- Opening Delimiter -
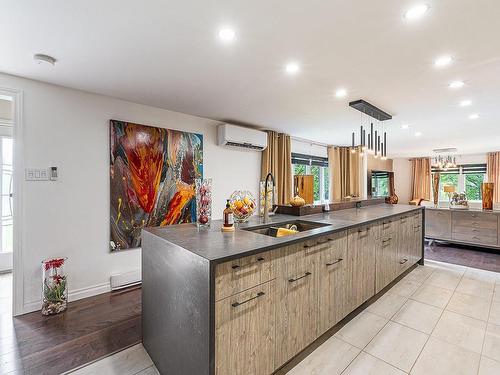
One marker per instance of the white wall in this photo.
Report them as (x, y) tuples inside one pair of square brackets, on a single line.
[(70, 217)]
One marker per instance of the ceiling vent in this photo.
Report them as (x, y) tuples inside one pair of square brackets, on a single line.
[(241, 138)]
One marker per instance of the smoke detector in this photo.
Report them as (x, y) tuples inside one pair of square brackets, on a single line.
[(40, 58), (448, 150)]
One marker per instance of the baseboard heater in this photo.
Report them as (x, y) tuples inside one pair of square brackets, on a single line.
[(125, 280)]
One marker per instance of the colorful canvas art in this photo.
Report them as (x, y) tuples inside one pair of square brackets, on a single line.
[(152, 173)]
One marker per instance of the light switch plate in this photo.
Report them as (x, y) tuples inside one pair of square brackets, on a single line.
[(37, 174)]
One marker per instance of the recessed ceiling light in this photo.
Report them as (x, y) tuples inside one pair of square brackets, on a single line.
[(227, 34), (340, 93), (416, 12), (292, 68), (40, 58), (442, 61), (456, 84)]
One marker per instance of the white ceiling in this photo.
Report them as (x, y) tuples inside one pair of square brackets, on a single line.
[(166, 54)]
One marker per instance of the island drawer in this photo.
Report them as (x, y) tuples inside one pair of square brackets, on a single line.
[(476, 238), (474, 220), (241, 274)]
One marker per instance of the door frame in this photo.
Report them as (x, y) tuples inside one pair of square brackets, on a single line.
[(18, 206)]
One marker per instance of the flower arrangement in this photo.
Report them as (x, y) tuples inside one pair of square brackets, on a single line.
[(55, 292)]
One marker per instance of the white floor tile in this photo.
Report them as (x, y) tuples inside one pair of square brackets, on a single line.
[(476, 288), (461, 330), (418, 315), (491, 346), (465, 304), (405, 287), (397, 345), (127, 362), (489, 366), (445, 279), (495, 313), (432, 295), (365, 364), (361, 329), (387, 305), (442, 358), (331, 358)]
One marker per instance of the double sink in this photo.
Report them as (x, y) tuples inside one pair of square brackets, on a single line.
[(286, 229)]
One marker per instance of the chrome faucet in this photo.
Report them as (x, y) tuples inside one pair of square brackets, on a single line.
[(266, 203)]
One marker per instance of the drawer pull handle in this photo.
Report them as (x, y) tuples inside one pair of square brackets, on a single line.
[(335, 262), (236, 304), (236, 266), (292, 280)]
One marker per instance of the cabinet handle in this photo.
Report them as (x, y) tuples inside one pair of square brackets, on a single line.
[(236, 266), (292, 280), (335, 262), (236, 304), (307, 246)]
- Closing Delimiter -
• **EXERCISE OBJECTIVE**:
Provide only the count of lines in the data above that include the string "ceiling".

• **SOLUTION TO THIS PROBLEM**:
3